--- Start of The data ---

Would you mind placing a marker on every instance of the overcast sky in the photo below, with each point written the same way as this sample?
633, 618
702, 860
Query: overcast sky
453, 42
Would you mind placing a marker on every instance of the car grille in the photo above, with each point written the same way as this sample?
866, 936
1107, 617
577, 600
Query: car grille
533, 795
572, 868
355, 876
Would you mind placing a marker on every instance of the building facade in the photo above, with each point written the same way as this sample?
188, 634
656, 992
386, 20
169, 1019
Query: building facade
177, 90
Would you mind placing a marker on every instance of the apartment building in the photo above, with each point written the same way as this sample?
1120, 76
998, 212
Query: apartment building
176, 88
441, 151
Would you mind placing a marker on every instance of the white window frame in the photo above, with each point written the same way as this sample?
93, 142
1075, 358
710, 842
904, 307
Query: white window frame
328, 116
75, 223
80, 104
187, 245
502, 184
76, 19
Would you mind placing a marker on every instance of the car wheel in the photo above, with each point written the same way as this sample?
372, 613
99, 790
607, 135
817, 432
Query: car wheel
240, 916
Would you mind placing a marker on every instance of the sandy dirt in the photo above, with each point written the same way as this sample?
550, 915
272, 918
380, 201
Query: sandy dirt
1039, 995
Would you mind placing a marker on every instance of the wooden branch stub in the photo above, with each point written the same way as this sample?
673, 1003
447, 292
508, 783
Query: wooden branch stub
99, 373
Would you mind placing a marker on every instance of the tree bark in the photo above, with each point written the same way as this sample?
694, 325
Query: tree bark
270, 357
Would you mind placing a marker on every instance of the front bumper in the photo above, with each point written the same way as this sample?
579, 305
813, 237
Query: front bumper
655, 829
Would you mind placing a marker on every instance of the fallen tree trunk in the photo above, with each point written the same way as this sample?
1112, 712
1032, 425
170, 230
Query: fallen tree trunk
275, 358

--- End of The data ---

Starting with the line that contains "of the wooden" and going on through the last of the lines above, write those lines out again, requests included. Multiply each coordinate in the answers by 0.25 and round it to a whole number, with halves rounding up, and leave the numbers in the requests unchanged.

» Correct output
Would you mind placing a marker on every instance of the wooden branch stub in the photo above, with each point written the same way as this sample?
673, 1003
447, 292
508, 783
Query: wooden branch stub
25, 93
Would you mind placing a marker on every instance of the tree bark in the photo above, with each point written the same way as this sample?
694, 325
Query: tree bark
68, 89
Would you mind placing a marker on every instance of the front bumper in the photo above, with each point written the same way as this sample?
579, 305
813, 237
Query: front bumper
164, 207
Would you mind placing a marker on every instance of the fallen tree trunk in the photo above, with each point written the same way as this sample?
1112, 712
1032, 425
170, 230
Query: fallen tree trunk
69, 90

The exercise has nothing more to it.